Задание 1 →
Выпишите, пожалуйста, все строки записей, где встречается слово «door».

Отрывок со страницы →
···

Сначала кажется, что г. Рафалович понимает это. Он признает заслуги реализма в театре[7], он упоминает о «тесной связи» между развитием театра и общественной эволюцией. Но автор не был бы достойным сотрудником «Шиповника», если бы он остановился на этих признаниях, если бы он сосредоточил свое внимание на приближении театра к народу в смысле его общедоступности и на обогащении современного репертуара художественным изображением могучих социальных конфликтов, раздирающих современное общество и приближающих наступление царства свободы и расцвет освобожденного искусства. И вот он, воздавши должное Богови реализма, переходит к восхвалению кесарева декадентства или, как он предпочитает выражаться, символизма, стараясь провести между ними принципиальное различие. Он доходит даже до утверждения, что «если сопоставить литературу с общественностью, то декадентов придется сблизить с анархистами, а символистов с социалистами».

···

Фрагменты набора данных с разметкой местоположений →
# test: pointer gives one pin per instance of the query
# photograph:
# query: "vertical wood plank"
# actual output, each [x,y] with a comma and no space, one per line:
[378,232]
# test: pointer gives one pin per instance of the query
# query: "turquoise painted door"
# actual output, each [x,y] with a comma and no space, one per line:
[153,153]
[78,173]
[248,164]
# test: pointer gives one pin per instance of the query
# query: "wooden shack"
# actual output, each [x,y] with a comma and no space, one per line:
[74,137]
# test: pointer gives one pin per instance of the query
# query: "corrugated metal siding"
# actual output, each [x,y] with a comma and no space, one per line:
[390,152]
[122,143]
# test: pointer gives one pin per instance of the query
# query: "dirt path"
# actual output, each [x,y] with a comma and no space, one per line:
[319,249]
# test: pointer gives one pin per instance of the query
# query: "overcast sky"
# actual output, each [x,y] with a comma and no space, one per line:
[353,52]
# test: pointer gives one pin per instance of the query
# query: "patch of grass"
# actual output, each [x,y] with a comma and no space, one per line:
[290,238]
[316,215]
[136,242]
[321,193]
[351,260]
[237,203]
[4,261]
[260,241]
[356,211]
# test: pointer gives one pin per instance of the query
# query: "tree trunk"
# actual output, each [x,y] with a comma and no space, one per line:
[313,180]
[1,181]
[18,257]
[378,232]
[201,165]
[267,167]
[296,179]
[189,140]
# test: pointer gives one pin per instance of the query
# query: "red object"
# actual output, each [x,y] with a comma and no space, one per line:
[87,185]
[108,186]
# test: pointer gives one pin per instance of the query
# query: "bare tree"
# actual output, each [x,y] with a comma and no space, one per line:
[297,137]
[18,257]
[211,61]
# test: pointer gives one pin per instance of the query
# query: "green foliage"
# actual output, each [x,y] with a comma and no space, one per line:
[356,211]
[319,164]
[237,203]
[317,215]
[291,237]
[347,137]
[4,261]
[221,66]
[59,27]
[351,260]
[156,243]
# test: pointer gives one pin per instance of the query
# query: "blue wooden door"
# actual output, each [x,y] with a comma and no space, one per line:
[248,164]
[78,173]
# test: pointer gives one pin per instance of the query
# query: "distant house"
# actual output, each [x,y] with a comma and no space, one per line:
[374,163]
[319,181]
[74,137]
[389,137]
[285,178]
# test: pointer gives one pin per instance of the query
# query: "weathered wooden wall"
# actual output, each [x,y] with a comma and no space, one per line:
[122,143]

···

Задание 2 →
С кем, согласно отрывку, г. Рафалович предлагает сблизить символистов, если сопоставить литературу с общественностью?

Результат 1 →
# query: "turquoise painted door"
# query: "blue wooden door"

Результат 2 →
С социалистами.